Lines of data
·····

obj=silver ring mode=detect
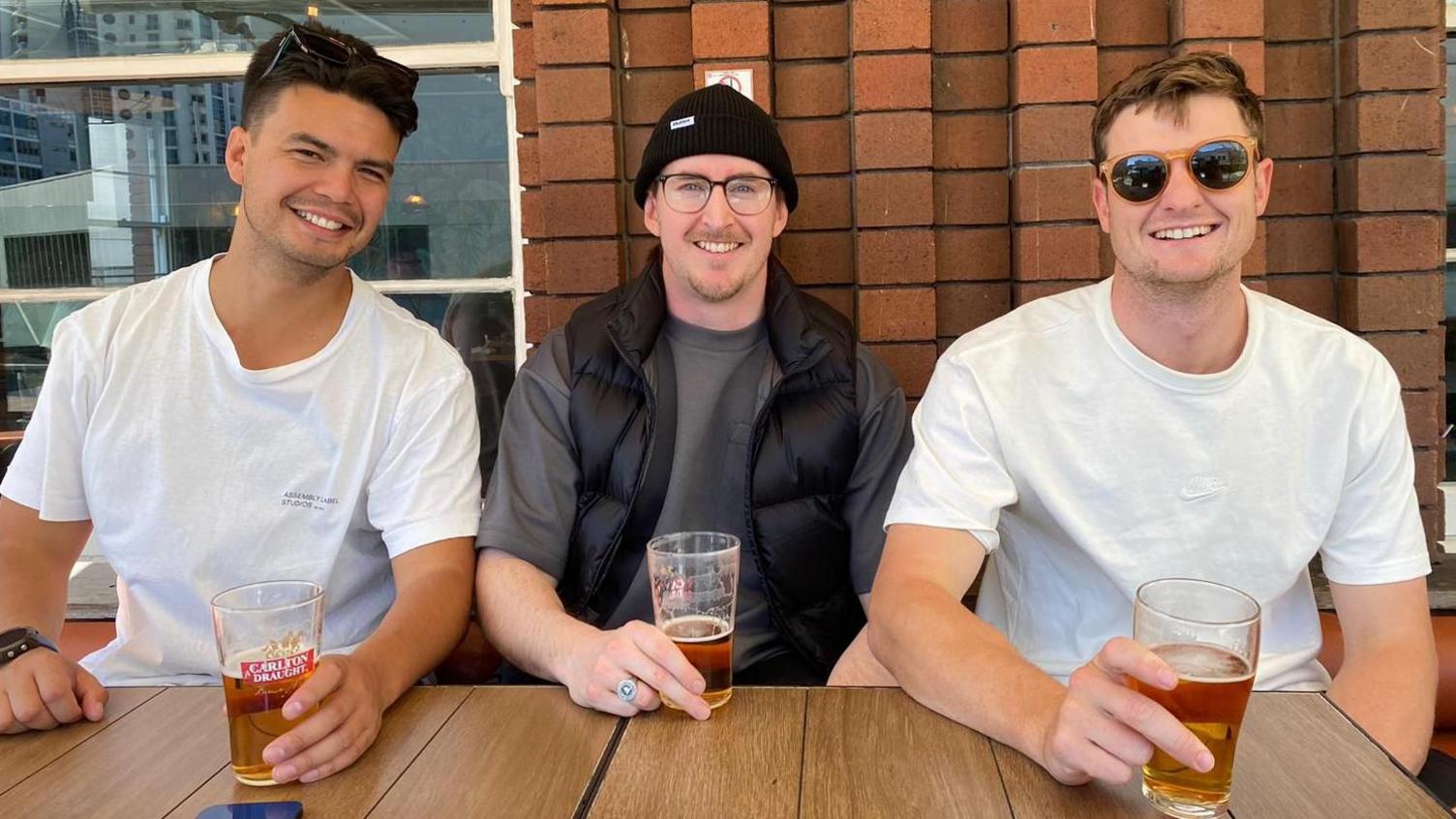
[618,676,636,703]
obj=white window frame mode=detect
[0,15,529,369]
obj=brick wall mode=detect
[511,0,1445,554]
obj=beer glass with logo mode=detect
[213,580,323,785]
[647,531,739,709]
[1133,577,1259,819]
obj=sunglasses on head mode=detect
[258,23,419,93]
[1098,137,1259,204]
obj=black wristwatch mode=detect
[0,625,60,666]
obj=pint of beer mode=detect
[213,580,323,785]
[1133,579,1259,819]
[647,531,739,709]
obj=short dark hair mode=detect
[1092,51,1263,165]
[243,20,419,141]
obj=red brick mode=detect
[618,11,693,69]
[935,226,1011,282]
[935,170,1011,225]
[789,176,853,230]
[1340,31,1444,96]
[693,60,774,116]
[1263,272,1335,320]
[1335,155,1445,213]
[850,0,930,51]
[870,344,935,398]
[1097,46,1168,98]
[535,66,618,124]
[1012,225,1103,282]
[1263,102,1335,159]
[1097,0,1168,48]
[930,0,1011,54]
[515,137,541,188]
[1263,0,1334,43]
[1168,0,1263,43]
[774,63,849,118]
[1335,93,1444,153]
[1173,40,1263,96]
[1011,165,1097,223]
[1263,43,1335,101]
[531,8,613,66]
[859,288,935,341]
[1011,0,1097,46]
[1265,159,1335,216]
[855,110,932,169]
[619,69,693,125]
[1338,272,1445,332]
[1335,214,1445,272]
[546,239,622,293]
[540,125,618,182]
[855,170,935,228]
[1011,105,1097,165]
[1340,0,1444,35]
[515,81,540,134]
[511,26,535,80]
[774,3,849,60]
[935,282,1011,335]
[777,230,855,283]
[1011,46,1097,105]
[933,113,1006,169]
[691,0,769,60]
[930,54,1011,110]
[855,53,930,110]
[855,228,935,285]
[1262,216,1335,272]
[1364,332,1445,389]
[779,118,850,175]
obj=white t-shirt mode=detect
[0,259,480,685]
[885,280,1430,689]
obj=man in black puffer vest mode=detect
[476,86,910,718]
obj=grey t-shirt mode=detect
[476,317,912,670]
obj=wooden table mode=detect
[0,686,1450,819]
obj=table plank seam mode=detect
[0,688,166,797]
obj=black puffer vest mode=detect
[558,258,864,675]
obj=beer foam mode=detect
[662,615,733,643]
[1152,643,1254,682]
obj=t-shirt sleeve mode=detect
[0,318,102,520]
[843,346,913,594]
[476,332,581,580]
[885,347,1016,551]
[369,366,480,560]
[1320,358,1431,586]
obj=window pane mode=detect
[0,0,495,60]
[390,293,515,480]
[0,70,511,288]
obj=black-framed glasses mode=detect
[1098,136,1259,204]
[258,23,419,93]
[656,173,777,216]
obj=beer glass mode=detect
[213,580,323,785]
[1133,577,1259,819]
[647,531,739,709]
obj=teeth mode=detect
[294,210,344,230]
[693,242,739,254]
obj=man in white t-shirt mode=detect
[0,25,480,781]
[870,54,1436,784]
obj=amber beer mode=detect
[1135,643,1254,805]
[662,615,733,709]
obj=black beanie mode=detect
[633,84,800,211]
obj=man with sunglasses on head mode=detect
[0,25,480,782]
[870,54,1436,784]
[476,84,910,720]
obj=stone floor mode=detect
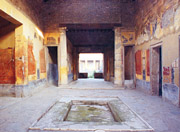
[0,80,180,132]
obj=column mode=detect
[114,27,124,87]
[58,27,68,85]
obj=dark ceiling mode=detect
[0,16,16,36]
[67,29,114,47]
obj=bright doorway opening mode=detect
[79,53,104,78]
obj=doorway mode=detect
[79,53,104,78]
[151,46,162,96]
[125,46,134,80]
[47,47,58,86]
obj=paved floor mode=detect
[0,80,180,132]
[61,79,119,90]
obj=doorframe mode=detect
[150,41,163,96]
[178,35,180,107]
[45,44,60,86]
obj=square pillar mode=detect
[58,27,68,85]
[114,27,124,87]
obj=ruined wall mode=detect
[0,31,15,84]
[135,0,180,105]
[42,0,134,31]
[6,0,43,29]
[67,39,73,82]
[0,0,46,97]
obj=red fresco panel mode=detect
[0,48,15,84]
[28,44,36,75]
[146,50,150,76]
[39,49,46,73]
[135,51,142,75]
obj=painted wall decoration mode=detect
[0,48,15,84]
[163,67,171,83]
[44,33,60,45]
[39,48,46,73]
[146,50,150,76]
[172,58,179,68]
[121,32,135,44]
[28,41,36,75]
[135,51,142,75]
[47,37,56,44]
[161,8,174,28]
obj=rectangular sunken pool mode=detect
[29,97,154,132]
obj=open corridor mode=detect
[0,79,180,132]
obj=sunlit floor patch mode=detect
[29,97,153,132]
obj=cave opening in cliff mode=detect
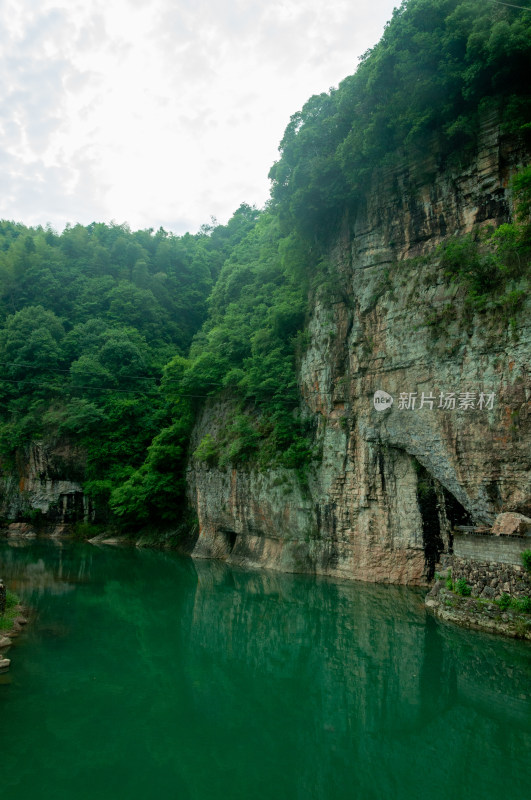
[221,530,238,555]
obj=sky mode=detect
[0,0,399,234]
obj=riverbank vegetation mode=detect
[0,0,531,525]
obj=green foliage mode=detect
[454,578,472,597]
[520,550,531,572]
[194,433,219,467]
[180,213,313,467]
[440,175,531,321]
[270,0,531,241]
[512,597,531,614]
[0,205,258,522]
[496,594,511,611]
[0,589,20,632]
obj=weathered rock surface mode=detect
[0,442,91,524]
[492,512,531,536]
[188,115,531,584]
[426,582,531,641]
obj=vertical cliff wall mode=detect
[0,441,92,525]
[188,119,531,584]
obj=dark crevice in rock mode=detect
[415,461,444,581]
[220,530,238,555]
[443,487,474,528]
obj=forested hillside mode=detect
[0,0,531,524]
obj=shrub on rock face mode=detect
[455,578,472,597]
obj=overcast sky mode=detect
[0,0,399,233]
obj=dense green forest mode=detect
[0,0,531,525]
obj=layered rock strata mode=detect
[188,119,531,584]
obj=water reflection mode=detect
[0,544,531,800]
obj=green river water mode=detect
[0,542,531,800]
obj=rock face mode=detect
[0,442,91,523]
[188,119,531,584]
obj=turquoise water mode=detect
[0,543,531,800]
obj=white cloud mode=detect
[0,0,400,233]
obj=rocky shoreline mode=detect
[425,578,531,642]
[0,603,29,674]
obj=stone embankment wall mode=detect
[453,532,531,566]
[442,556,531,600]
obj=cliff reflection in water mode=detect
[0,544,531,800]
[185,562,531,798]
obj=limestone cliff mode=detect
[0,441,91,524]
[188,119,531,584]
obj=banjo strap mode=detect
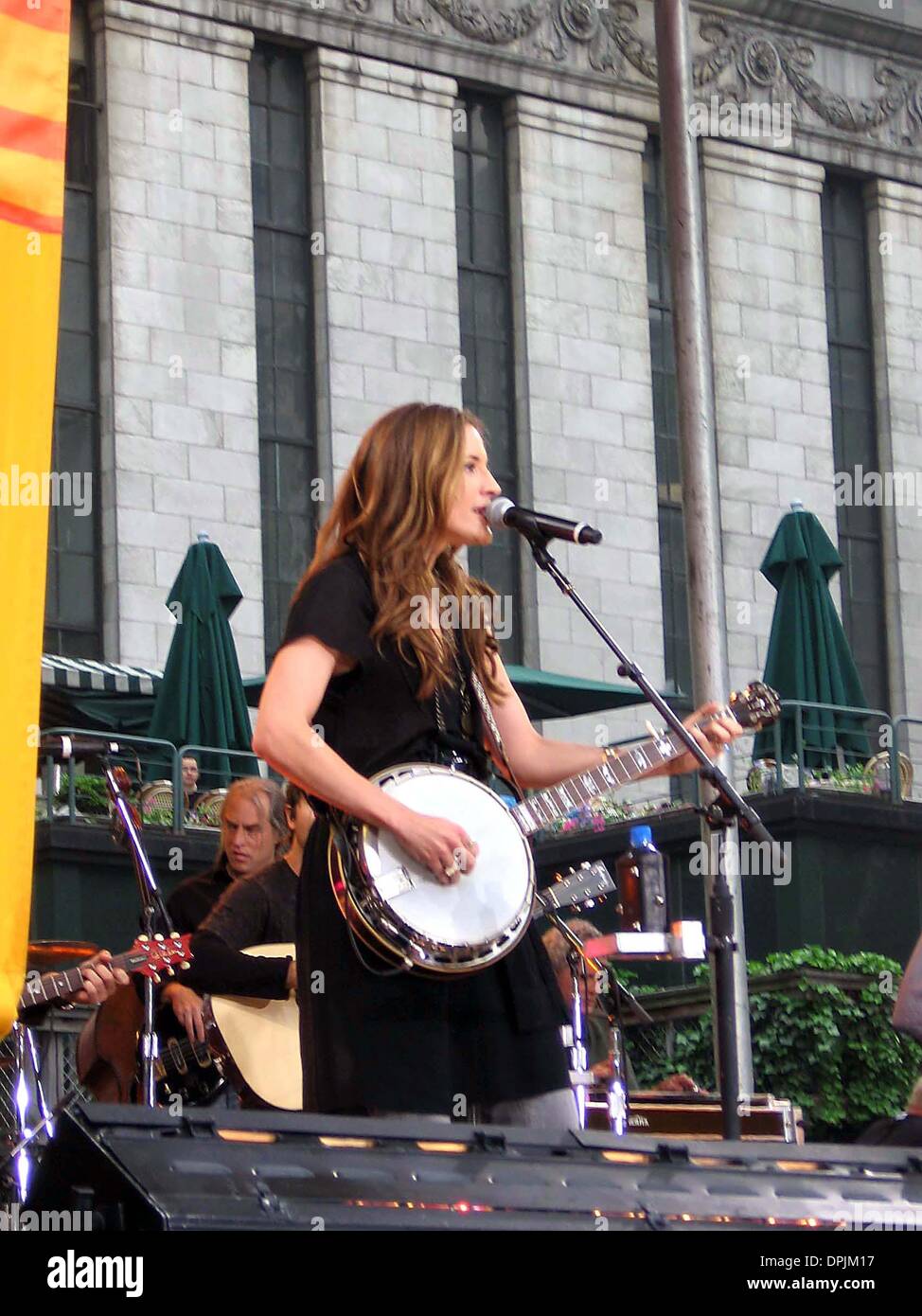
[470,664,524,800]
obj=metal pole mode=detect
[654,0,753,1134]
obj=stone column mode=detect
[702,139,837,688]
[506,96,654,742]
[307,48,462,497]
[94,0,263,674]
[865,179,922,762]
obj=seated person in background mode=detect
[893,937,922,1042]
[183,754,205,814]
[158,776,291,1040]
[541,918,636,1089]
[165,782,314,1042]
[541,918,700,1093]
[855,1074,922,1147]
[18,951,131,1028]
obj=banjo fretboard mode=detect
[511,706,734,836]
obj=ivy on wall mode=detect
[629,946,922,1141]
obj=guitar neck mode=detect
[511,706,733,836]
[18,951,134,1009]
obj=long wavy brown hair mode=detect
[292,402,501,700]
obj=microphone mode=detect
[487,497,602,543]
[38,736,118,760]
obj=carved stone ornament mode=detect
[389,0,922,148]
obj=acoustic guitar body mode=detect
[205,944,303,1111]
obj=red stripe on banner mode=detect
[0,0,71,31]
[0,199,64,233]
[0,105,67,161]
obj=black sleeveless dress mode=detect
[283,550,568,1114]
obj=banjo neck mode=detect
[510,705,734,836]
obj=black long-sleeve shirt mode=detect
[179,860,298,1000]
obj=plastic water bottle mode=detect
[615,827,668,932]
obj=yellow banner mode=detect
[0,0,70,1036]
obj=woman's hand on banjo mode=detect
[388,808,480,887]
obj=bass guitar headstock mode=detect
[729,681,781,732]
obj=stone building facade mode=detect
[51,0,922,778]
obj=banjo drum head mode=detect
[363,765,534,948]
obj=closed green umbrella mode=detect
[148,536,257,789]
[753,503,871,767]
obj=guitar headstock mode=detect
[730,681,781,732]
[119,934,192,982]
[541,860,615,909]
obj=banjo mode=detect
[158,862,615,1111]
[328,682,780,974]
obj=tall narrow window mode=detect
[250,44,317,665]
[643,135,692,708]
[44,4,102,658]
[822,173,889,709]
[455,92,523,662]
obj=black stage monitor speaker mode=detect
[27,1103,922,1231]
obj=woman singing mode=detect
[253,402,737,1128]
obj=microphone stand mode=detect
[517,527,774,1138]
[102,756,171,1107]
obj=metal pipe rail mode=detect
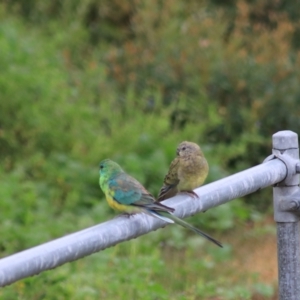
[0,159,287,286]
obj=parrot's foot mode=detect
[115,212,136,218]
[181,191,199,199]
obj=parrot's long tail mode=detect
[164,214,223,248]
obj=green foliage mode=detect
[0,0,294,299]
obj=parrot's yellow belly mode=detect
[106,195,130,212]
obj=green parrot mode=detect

·····

The problem:
Rewrite the part of the data above that opens with the line containing "obj=bright doorway opening mode=detect" and closes with the line containing "[0,0,400,233]", both lines included, keeping every request line and multiplying each bounding-box coordinate by 0.45, rounded to the nearest whole number with halves rounded up. Reproduce only that part, and leave the pictures out.

Correct answer:
obj=bright doorway opening mode=detect
[36,24,47,35]
obj=doorway mode=detect
[36,24,47,35]
[68,21,73,43]
[56,21,60,36]
[21,21,26,39]
obj=paved floor mode=detect
[0,36,81,59]
[27,36,54,41]
obj=doorframe mode=detect
[68,18,73,43]
[80,16,81,48]
[20,20,27,39]
obj=square pillar mode=detect
[26,12,31,38]
[51,12,56,39]
obj=ruined wall mode=detect
[0,14,7,38]
[61,0,81,47]
[19,0,60,14]
[3,0,19,13]
[30,18,33,37]
[0,0,21,44]
obj=red fresco panel mode=detect
[0,22,7,38]
[13,20,16,34]
[66,23,68,34]
[18,22,21,33]
[61,23,64,34]
obj=painted wall decoration mode=detect
[0,22,7,38]
[73,30,77,37]
[20,15,27,20]
[18,22,21,33]
[66,23,68,34]
[77,26,81,31]
[54,14,61,20]
[13,18,16,34]
[61,23,64,34]
[21,17,25,20]
[72,4,78,13]
obj=rectangular sunken pool mode=detect
[13,44,69,59]
obj=open corridor mode=detect
[0,36,81,59]
obj=sunlit floor patch mode=detect
[13,44,69,59]
obj=cave opening in cliff mode=detect
[99,239,107,250]
obj=sky mode=detect
[0,0,180,105]
obj=riverbank vegetation mode=detect
[0,0,239,236]
obj=green foliage mode=detect
[204,260,212,269]
[234,248,239,257]
[87,195,99,210]
[81,96,141,210]
[198,79,239,144]
[122,0,239,108]
[230,269,239,276]
[0,92,116,235]
[223,267,230,275]
[0,265,9,284]
obj=weathered rock surface mode=detect
[0,199,41,236]
[221,230,239,241]
[85,52,239,263]
[192,262,239,288]
obj=vertical cliff wall mode=detect
[0,198,41,236]
[85,54,239,263]
obj=dark crevice in rock mode=detect
[187,207,200,261]
[99,239,107,250]
[199,219,213,238]
obj=forested hillside mode=detect
[0,0,239,236]
obj=shrub on rock face mode=detect
[205,260,212,269]
obj=overcast sky mode=detect
[0,0,180,105]
obj=dense green forest mode=detect
[0,0,239,236]
obj=layered rock strata mode=detect
[85,54,239,263]
obj=water reflection mode=detect
[0,245,239,360]
obj=green river water mode=detect
[0,244,239,360]
obj=rock face mode=detect
[0,199,41,235]
[85,54,239,263]
obj=turquoise water mode=detect
[0,244,239,360]
obj=white cloud mode=detect
[0,0,180,105]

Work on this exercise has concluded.